Refactor `fill_halo_regions!`: Reduce boundary conditions slowdown by simone-silvestri · Pull Request #4706 · CliMA/Oceananigans.jl

simone-silvestri · 2025-08-08T16:46:35Z

A lot of slowdown in the fill_halo_regions! function comes from the fact that every time we need to fill the halos, we are allocating arrays and permuting them to figure out what is the order of execution of the boundary conditions. This procedure is filled with type instability that leads to a lot of allocation, which eventually needs to be cleaned up.

This information, however, is known at model construction, so it is relatively easy to store this info in the FieldBoundaryConditions and use it when we need it.

This PR does exactly this, avoiding the need for permute_boundary_conditions

Edit: This PR is actually becoming quite a refactor. The objective of this PR is to have preconfigured kernels stored in the field to be able to fill halo regions, as part of this PR

the kwarg fill_boundary_normal_velocities is changed to fill_open_bcs
tupled fill halo regions is removed (we need to test thoroughly if this leads to slowdown somewhere).
we add types that define the boundaries to be filled (WestAndEast, West, East, South, ...)
the boundaries are split in case of a MultiRegionCommunication in the same direction as another BC, following what we do for distributed BC. This simplifies the code, but requires a double pass for the moment, which might not be optimal. However, MultiRegion is not really used much, so optimization has a low priority there (the cubed sphere is not affected).

This should lead to a cleaner and more straightforward halo regions filling algorithm, as well as slimmer code.

…nto ss/catke-for-rk3

simone-silvestri · 2025-08-08T17:07:52Z

a field in this PR looks something like this

julia> c = CenterField(grid)
1×1×10 Field{Center, Center, Center} on RectilinearGrid on CPU
├── grid: 1×1×10 RectilinearGrid{Float64, Periodic, Flat, Bounded} on CPU with 1×0×3 halo
├── boundary conditions: FieldBoundaryConditions
│   └── west: Periodic, east: Periodic, south: Nothing, north: Nothing, bottom: ZeroFlux, top: ZeroFlux, immersed: ZeroFlux
└── data: 3×1×16 OffsetArray(::Array{Float64, 3}, 0:2, 1:1, -2:13) with eltype Float64 with indices 0:2×1:1×-2:13
    └── max=0.0, min=0.0, mean=0.0

julia> c.boundary_conditions.kernels
3-element Vector{Function}:
 fill_bottom_and_top_halo! (generic function with 5 methods)
 fill_south_and_north_halo! (generic function with 11 methods)
 fill_west_and_east_halo! (generic function with 8 methods)

julia> c.boundary_conditions.ordered_bcs
((FluxBoundaryCondition: Nothing, FluxBoundaryCondition: Nothing), (nothing, nothing), (PeriodicBoundaryCondition, PeriodicBoundaryCondition))

• YOUR TASKS:
1: From the field printout in the pull request on fill_halo_regions!, list each boundary together with the boundary condition shown for it.
2: For each statement, decide whether the pull request on fill_halo_regions! supports it. Answer yes or no, and quote the words from the pull request that decide it.
(a) The keyword argument fill_boundary_normal_velocities is renamed to fill_open_bcs.
(b) The double pass needed for MultiRegionCommunication affects the cubed sphere.
(c) The order in which boundary conditions execute can only be determined while filling the halos.
3: Extend the pull request on fill_halo_regions! beyond its final line.

• DATA EXTRACT:
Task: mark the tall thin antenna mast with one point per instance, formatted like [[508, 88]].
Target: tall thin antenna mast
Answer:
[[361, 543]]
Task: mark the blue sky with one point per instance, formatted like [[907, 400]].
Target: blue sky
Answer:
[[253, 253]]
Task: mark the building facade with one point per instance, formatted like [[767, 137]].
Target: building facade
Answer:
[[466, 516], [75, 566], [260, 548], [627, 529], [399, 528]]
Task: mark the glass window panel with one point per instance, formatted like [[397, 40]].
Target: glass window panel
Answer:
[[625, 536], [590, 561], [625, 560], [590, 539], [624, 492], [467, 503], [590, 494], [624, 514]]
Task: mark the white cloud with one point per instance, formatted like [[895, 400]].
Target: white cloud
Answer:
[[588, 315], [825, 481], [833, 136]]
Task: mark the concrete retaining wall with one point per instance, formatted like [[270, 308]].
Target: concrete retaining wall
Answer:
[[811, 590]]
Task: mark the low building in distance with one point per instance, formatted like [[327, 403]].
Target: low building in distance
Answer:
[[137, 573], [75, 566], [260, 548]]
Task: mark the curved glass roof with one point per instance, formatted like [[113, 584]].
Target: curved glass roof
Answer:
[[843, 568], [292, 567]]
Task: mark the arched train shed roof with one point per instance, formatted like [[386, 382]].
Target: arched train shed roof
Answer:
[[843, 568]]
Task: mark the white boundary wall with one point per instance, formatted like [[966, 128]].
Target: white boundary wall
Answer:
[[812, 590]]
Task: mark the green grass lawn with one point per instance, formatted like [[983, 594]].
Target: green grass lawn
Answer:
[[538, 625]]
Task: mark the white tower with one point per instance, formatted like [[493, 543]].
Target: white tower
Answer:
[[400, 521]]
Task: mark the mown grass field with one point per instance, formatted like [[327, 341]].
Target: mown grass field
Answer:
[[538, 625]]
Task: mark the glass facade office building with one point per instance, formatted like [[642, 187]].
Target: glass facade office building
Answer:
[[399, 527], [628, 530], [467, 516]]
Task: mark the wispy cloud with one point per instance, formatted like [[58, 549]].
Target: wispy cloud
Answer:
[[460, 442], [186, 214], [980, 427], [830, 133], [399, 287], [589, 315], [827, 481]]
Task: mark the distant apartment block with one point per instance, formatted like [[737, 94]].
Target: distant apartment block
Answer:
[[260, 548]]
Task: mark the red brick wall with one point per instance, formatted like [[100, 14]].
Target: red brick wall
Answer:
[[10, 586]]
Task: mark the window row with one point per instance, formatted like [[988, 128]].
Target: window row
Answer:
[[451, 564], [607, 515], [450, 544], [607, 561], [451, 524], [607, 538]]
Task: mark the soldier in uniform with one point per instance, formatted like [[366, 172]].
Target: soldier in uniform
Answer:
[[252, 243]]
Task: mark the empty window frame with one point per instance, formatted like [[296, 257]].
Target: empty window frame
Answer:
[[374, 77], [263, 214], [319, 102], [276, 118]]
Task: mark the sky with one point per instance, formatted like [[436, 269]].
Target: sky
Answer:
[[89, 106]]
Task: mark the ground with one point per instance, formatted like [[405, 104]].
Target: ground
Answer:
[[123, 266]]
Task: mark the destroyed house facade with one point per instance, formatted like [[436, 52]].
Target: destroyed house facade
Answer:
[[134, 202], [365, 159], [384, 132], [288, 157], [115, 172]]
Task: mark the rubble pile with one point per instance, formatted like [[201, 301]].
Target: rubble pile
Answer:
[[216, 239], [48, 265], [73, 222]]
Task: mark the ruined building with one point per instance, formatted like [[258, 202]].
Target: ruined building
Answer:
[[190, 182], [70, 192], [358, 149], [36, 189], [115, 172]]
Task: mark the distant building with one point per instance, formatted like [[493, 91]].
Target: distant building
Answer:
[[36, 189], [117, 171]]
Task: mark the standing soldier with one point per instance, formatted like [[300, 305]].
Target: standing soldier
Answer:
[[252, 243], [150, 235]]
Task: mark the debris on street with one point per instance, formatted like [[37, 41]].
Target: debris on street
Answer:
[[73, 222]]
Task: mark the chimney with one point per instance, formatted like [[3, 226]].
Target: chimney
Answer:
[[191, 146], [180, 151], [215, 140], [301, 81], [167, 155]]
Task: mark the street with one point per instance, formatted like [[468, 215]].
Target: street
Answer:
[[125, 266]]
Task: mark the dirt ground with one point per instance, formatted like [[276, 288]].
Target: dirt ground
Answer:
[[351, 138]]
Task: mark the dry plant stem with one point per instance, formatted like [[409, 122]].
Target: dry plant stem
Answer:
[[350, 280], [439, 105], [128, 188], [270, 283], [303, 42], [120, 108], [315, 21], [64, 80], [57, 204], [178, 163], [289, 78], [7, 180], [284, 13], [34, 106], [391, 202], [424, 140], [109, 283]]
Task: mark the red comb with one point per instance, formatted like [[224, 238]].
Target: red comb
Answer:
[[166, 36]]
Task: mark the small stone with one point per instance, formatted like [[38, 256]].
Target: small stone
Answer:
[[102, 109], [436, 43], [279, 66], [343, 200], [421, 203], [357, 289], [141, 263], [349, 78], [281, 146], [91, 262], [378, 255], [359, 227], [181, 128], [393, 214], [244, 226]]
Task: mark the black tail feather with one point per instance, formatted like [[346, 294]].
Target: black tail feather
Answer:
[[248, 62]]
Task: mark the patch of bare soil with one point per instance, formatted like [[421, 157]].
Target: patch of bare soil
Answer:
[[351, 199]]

• EXERCISE RESULTS:
1:
west: Periodic
east: Periodic
south: Nothing
north: Nothing
bottom: ZeroFlux
top: ZeroFlux
immersed: ZeroFlux

2:
(a) Yes: "the kwarg fill_boundary_normal_velocities is changed to fill_open_bcs"
(b) No: "(the cubed sphere is not affected)"
(c) No: "This information, however, is known at model construction"

3:
… into ss/fix-bc-slowdown

Co-authored-by: Navid C. Constantinou <navidcy@users.noreply.github.com>

simone-silvestri · 2025-08-27T06:40:08Z

an example of the information ordered and stored in the field boundary condition is

julia> grid = RectilinearGrid(size = (12, 1), x = (0, 1), z = (0,1), topology = (Periodic, Flat, Bounded))
12×1×1 RectilinearGrid{Float64, Periodic, Flat, Bounded} on CPU with 3×0×1 halo
├── Periodic x ∈ [0.0, 1.0) regularly spaced with Δx=0.0833333
├── Flat y
└── Bounded  z ∈ [0.0, 1.0] regularly spaced with Δz=1.0

julia> c = CenterField(grid)
12×1×1 Field{Center, Center, Center} on RectilinearGrid on CPU
├── grid: 12×1×1 RectilinearGrid{Float64, Periodic, Flat, Bounded} on CPU with 3×0×1 halo
├── boundary conditions: FieldBoundaryConditions
│   └── west: Periodic, east: Periodic, south: Nothing, north: Nothing, bottom: ZeroFlux, top: ZeroFlux, immersed: ZeroFlux
└── data: 18×1×3 OffsetArray(::Array{Float64, 3}, -2:15, 1:1, 0:2) with eltype Float64 with indices -2:15×1:1×0:2
    └── max=0.0, min=0.0, mean=0.0

julia> c.boundary_conditions
Oceananigans.FieldBoundaryConditions, with boundary conditions
├── west: PeriodicBoundaryCondition
├── east: PeriodicBoundaryCondition
├── south: Nothing
├── north: Nothing
├── bottom: FluxBoundaryCondition: Nothing
├── top: FluxBoundaryCondition: Nothing
└── immersed: FluxBoundaryCondition: Nothing

julia> c.boundary_conditions.ordered_bcs
((FluxBoundaryCondition: Nothing, FluxBoundaryCondition: Nothing), (nothing, nothing), (PeriodicBoundaryCondition, PeriodicBoundaryCondition))

julia> c.boundary_conditions.kernels
(KernelAbstractions.Kernel{KernelAbstractions.CPU, KernelAbstractions.NDIteration.StaticSize{(12, 1)}, KernelAbstractions.NDIteration.StaticSize{(12, 1)}, typeof(Oceananigans.BoundaryConditions.cpu__fill_bottom_and_top_halo!)}(KernelAbstractions.CPU(false), Oceananigans.BoundaryConditions.cpu__fill_bottom_and_top_halo!), nothing, KernelAbstractions.Kernel{KernelAbstractions.CPU, KernelAbstractions.NDIteration.StaticSize{(1, 3)}, Oceananigans.Utils.OffsetStaticSize{(1:1, 1:3)}, typeof(Oceananigans.BoundaryConditions.cpu__fill_periodic_west_and_east_halo!)}(KernelAbstractions.CPU(false), Oceananigans.BoundaryConditions.cpu__fill_periodic_west_and_east_halo!))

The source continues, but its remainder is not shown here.